Things to do:
(1) Rewrite the passage of the article on California during American independence starting at "CALIFORNIA (KTXL) –" and ending at "another 200 years.", changing "Indigenous populations" to "Native peoples".
(2) According to the article on California during American independence, in what year did Spain claim Alta California as its territory?

Excerpt to read:
⁂

What was happening in California when the United States declared Independence


CALIFORNIA (KTXL) – During the second half of the 18th century, the United States was fighting for its independence from Great Britain, but what was happening at that time out west in what would later become the state of California?

Although the southwest had been inhabited by Indigenous populations for thousands of years, Spain would claim Alta California as their territory in 1542 after Juan Rodriguez Cabrillo landed in Santa Barbara, but the colonized would not venture into their new northern territory for another 200 years.

Not until the end of the Seven Years War (1756-1763) did Spain decide to venture north of the present-day Mexican state of Baja California as tensions between Spain, France and Britain, the main European land holders of North America, lowered.

In 1769, an expedition of two land parties and three seagoing parties embarked north from Baja California.

⁂

Information supplied:

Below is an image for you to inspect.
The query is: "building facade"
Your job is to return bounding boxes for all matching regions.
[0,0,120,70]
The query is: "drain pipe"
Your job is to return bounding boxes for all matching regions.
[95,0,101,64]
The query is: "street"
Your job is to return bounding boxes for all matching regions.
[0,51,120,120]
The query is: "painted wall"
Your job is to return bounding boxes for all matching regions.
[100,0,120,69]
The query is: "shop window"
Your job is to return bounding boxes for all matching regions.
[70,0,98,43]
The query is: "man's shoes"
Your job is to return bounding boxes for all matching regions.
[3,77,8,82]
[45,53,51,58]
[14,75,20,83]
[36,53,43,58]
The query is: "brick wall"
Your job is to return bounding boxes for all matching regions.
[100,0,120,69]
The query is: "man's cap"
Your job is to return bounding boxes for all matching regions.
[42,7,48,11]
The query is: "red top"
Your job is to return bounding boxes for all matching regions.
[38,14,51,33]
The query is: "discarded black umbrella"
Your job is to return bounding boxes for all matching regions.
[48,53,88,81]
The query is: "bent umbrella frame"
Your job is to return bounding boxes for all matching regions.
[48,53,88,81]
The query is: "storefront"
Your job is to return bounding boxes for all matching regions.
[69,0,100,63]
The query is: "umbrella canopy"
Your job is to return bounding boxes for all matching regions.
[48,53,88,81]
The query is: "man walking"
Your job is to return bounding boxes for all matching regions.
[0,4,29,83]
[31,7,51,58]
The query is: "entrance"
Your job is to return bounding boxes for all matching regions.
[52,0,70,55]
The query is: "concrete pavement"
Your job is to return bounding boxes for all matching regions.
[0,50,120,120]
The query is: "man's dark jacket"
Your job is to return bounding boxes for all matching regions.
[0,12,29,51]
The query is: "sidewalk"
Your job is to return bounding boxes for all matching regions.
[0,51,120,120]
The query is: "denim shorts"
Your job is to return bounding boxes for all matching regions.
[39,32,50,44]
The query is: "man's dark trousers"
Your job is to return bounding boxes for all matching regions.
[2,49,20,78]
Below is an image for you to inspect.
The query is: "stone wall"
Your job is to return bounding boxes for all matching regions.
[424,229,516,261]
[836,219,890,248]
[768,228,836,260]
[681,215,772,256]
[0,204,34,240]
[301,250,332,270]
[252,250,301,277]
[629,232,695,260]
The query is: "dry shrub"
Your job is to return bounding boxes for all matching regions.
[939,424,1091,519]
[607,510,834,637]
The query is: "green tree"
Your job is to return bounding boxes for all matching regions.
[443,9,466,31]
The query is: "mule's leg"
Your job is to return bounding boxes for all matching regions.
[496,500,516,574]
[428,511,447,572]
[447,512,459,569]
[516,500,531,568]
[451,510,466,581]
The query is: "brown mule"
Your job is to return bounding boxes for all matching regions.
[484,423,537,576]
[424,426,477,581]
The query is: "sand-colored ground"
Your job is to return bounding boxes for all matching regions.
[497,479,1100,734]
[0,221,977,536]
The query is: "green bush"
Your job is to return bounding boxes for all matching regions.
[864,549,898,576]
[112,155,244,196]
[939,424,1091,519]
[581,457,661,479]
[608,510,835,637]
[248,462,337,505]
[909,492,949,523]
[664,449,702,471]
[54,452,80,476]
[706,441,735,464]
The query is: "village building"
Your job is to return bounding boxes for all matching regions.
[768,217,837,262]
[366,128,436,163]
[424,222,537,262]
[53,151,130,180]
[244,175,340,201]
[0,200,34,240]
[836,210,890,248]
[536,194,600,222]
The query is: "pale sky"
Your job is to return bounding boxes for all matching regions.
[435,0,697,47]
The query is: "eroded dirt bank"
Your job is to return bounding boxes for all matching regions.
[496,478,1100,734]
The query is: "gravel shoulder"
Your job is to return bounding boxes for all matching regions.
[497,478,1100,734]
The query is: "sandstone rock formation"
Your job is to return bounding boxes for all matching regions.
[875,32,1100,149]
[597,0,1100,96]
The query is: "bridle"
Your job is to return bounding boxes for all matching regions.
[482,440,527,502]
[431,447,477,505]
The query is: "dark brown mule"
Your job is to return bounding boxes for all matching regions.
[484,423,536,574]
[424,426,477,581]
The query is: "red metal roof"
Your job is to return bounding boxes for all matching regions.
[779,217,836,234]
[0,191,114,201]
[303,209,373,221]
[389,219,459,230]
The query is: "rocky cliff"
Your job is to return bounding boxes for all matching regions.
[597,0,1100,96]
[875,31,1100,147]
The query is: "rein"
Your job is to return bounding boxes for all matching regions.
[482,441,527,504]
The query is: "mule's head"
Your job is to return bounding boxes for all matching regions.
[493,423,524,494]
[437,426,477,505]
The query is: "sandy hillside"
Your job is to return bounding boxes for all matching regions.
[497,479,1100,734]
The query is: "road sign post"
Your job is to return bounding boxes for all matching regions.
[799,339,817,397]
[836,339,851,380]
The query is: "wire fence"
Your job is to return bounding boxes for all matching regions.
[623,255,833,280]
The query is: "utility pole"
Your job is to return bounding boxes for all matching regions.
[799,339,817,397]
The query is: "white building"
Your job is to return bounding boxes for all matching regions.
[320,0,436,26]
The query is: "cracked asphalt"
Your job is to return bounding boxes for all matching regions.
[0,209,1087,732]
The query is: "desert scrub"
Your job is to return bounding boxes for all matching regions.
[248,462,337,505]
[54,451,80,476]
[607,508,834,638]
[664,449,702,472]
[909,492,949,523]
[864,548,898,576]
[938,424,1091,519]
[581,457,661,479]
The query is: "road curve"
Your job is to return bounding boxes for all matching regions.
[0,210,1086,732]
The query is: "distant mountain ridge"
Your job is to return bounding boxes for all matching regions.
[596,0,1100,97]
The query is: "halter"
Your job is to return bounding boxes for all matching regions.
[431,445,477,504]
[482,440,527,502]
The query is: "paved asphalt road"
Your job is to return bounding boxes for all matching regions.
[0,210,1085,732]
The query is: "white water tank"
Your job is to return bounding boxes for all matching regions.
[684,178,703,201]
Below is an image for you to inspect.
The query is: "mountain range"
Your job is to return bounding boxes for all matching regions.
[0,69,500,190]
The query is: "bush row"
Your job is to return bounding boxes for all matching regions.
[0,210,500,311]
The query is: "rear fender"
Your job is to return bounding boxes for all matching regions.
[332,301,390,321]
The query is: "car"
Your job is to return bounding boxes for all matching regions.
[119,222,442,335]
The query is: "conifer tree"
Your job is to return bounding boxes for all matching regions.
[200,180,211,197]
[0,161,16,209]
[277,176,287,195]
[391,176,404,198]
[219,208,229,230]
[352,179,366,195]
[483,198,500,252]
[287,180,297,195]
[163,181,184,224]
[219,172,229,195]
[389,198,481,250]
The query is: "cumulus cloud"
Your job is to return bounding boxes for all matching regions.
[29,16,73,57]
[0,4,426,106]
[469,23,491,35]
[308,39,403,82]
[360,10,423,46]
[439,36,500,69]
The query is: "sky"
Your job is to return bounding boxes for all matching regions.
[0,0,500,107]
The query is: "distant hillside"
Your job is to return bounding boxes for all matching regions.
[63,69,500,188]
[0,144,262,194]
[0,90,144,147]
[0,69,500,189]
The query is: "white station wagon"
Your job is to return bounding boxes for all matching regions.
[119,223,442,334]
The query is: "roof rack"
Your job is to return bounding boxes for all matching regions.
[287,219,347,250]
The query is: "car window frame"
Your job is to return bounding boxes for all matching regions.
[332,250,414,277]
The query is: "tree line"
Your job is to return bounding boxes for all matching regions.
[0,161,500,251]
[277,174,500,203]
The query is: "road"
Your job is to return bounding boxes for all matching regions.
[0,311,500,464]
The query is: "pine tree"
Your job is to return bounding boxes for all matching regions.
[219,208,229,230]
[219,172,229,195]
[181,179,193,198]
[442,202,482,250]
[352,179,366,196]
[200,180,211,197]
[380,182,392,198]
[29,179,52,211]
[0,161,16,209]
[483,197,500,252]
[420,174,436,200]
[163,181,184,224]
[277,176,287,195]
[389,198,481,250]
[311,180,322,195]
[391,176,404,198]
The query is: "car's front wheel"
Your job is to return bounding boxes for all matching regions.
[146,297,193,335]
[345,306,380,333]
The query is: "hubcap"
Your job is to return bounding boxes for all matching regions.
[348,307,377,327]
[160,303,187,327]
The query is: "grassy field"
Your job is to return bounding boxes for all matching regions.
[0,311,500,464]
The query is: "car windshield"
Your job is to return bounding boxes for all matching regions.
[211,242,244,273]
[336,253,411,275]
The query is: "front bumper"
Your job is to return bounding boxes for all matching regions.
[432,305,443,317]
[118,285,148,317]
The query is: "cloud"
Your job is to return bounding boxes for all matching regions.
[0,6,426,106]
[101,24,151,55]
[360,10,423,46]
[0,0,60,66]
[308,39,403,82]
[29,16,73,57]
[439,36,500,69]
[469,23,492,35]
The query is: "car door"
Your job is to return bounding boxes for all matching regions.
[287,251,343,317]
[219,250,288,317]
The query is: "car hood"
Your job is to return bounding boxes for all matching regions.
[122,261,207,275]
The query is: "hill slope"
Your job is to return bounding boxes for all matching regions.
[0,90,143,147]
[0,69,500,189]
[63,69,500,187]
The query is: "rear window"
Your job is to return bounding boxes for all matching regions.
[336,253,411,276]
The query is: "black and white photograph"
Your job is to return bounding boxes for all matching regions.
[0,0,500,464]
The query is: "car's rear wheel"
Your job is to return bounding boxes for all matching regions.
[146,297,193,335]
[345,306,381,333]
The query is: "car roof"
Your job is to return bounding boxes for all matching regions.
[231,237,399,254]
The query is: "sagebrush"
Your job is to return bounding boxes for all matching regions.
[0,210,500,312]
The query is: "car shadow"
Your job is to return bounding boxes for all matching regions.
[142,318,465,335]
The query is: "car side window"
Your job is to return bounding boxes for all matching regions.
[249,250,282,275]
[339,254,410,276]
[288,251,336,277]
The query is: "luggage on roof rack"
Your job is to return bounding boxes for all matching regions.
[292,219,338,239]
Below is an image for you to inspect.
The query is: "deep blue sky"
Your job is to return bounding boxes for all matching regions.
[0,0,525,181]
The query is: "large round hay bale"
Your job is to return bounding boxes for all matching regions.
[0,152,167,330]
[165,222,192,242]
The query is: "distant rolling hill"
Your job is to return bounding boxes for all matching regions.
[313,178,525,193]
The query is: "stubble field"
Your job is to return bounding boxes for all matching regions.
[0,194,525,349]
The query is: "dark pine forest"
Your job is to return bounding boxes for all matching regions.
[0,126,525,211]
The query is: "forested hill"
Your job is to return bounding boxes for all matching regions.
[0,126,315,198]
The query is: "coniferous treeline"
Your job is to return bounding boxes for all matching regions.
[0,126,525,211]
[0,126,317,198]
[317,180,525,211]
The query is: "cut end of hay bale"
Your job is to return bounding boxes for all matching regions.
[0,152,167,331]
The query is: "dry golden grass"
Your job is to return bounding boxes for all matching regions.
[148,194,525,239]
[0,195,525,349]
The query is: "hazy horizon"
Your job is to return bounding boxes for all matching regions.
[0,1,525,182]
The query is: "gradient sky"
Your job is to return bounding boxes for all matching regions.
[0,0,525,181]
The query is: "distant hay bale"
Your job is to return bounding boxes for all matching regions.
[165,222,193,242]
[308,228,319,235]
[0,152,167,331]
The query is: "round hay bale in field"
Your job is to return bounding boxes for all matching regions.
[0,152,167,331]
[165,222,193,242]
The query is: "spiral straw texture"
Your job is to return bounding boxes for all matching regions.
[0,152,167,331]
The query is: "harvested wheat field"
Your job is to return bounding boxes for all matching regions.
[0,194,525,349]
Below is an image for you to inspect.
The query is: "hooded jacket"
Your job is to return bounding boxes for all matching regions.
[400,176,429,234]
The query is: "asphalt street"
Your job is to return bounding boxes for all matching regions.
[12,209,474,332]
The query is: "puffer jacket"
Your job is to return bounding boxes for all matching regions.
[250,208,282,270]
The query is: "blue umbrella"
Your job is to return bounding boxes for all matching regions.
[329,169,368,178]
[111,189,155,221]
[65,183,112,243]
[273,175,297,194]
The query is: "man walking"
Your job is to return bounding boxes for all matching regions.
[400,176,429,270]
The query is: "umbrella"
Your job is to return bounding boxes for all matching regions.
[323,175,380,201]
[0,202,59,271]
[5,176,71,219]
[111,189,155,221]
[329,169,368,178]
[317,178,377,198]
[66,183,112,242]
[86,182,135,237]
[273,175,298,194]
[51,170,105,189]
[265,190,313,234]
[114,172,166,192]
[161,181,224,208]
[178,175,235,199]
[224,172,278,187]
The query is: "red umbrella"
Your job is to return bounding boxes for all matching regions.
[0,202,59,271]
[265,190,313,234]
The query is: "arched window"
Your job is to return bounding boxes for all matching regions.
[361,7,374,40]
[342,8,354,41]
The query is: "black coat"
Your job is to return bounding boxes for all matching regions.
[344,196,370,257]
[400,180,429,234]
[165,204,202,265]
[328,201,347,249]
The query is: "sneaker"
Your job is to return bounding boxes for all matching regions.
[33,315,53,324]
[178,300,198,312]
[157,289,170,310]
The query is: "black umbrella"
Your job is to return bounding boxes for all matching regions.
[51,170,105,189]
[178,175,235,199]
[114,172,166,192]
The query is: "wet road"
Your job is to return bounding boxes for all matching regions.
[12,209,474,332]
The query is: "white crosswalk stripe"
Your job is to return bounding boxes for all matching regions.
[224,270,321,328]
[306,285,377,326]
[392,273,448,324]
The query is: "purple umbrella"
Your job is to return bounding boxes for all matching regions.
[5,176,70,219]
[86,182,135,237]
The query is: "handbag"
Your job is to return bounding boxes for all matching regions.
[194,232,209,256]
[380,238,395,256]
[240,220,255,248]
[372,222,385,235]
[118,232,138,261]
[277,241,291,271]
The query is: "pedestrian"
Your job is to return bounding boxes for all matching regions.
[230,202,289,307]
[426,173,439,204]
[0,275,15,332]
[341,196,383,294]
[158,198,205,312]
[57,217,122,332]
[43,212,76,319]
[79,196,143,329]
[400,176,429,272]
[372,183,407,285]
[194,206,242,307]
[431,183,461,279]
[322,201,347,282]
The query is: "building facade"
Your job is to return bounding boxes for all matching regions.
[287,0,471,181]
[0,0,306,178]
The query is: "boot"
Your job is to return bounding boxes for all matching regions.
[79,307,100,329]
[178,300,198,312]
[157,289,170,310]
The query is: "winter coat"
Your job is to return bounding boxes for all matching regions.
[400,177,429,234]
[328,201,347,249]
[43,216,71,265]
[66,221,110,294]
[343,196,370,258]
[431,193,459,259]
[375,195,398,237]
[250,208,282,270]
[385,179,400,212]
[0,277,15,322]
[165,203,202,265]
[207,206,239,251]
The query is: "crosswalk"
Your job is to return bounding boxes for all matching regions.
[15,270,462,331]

⁂

Completed exercise:
(1)
CALIFORNIA (KTXL) – During the second half of the 18th century, the United States was fighting for its independence from Great Britain, but what was happening at that time out west in what would later become the state of California?

Although the southwest had been inhabited by Native peoples for thousands of years, Spain would claim Alta California as their territory in 1542 after Juan Rodriguez Cabrillo landed in Santa Barbara, but the colonized would not venture into their new northern territory for another 200 years.

(2) 1542